Please render every line of the records below as a JSON list of strings, one string per line, with blank lines omitted.

>> start The data

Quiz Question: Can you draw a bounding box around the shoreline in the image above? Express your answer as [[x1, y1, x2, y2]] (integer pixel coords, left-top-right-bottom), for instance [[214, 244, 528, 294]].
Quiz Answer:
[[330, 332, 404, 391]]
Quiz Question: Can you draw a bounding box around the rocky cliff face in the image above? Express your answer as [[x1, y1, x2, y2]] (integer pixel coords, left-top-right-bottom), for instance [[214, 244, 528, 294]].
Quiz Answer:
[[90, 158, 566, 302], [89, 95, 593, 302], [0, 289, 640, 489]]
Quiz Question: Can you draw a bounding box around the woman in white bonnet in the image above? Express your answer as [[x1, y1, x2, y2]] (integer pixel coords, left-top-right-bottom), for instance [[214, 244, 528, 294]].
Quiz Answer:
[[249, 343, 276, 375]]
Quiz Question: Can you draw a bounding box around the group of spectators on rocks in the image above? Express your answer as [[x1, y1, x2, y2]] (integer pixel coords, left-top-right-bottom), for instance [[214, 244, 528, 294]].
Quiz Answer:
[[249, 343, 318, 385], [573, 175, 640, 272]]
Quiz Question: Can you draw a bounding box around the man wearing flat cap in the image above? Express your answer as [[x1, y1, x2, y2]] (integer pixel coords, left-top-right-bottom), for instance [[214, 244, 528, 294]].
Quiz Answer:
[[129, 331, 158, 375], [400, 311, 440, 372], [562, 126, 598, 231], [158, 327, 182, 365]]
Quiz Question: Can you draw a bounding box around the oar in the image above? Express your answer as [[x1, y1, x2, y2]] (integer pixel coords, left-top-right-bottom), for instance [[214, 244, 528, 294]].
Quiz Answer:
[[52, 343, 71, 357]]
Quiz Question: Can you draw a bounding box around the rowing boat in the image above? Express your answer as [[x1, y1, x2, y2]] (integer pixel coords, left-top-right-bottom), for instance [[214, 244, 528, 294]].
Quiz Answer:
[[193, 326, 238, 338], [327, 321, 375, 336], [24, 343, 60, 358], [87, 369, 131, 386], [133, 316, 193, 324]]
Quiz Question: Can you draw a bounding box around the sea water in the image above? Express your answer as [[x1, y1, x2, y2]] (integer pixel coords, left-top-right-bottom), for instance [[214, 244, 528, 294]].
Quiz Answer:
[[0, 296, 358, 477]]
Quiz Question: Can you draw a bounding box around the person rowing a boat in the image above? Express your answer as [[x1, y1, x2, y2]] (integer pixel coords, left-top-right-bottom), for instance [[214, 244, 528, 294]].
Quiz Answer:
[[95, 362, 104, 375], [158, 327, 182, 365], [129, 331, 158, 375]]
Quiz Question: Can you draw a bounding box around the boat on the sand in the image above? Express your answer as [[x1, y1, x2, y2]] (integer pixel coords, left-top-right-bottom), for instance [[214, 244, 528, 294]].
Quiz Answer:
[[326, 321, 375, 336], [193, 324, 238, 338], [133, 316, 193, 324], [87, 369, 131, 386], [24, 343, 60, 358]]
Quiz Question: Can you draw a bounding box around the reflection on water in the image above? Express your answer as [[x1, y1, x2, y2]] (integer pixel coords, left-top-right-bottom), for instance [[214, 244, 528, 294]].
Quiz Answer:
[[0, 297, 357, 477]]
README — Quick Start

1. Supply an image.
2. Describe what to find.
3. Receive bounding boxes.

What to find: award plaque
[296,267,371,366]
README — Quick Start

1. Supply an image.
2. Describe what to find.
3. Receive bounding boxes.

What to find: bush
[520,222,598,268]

>> end The data

*Task output*.
[
  "Quiz Question: Can you draw a bounding box around the shoreline in the image above? Express your answer as [[x1, y1, x2, y2]] (integer pixel coords, left-top-right-bottom), for instance [[214, 244, 528, 294]].",
  "Quiz Answer:",
  "[[330, 332, 404, 391]]",
  "Quiz Question: Can you draw a bounding box around the rocky cliff face in the image above? Express your answer as [[x1, y1, x2, y2]] (integer pixel coords, left-top-right-bottom), for instance [[214, 244, 528, 294]].",
  "Quiz Answer:",
  "[[90, 158, 566, 302], [89, 95, 593, 302], [0, 289, 640, 489]]",
  "Quiz Question: Can you draw a bounding box around the woman in white bonnet in the image above? Express your answer as [[x1, y1, x2, y2]] (integer pixel coords, left-top-right-bottom), for instance [[214, 244, 528, 294]].",
  "Quiz Answer:",
  "[[249, 343, 276, 375]]",
  "Quiz Question: Can you draw a bounding box around the group of spectators on rocks in the image above? Express your answer as [[x1, y1, x2, y2]] (integer pixel coords, left-top-right-bottom), for instance [[214, 244, 528, 294]].",
  "Quiz Answer:",
  "[[249, 343, 318, 385], [573, 175, 640, 272]]",
  "Quiz Question: Can you draw a bounding box around the man wearing flat cap in the image above? Express your answer as [[x1, y1, x2, y2]] (integer pixel coords, left-top-right-bottom), for instance [[214, 244, 528, 294]].",
  "Quiz Answer:",
  "[[129, 331, 158, 375], [400, 311, 440, 372], [562, 126, 598, 231], [158, 327, 182, 365]]",
  "Quiz Question: Can you draw a bounding box around the oar in the image above? Express your answer as [[x1, y1, x2, y2]] (integer pixel coords, left-top-right-bottom), for instance [[214, 244, 528, 294]].",
  "Quiz Answer:",
  "[[52, 343, 71, 357]]",
  "Quiz Question: Can you draw a bounding box around the rowing boat in the image above? Express your answer as [[x1, y1, x2, y2]] (integer pixel coords, left-top-right-bottom), for instance [[214, 244, 528, 294]].",
  "Quiz Answer:",
  "[[193, 326, 238, 338], [327, 321, 375, 336], [24, 343, 60, 358], [87, 369, 131, 386], [133, 316, 193, 324]]",
  "Quiz Question: Can you draw a bounding box around the sea water in the image above? Express your answer as [[x1, y1, x2, y2]] (integer pixel coords, left-top-right-bottom), for instance [[214, 244, 528, 294]].",
  "Quiz Answer:",
  "[[0, 296, 358, 477]]",
  "Quiz Question: Can you draw a bounding box around the person rowing a boat in the image above? Express your answer as [[x1, y1, x2, y2]] (integer pixel coords, left-top-right-bottom), for instance [[214, 244, 528, 294]].",
  "Quiz Answer:",
  "[[95, 362, 104, 375], [158, 327, 182, 365], [129, 331, 158, 375]]",
  "Quiz Question: Can you draw a bounding box around the boat on the sand in the image above? Express your answer as [[x1, y1, x2, y2]] (integer pixel coords, left-top-right-bottom), for instance [[214, 244, 528, 294]].",
  "Quiz Answer:",
  "[[326, 321, 375, 336], [193, 324, 238, 338], [133, 316, 193, 324], [87, 369, 131, 386], [24, 343, 60, 358]]",
  "Quiz Question: Can you draw a bounding box around the reflection on water in the image above? Express your answer as [[x1, y1, x2, y2]] (integer pixel coords, left-top-right-bottom), for instance [[214, 244, 528, 294]].",
  "Quiz Answer:",
  "[[0, 297, 357, 477]]",
  "README — Quick Start",
  "1. Supply an image.",
  "2. Describe what to find.",
  "3. Receive bounding boxes.",
  "What to find: award plaque",
  "[296,267,371,366]",
  "README — Quick Start",
  "1. Supply an image.",
  "2. Describe what to find.",
  "3. Receive bounding boxes.",
  "What to find: bush",
  "[520,222,598,268]"
]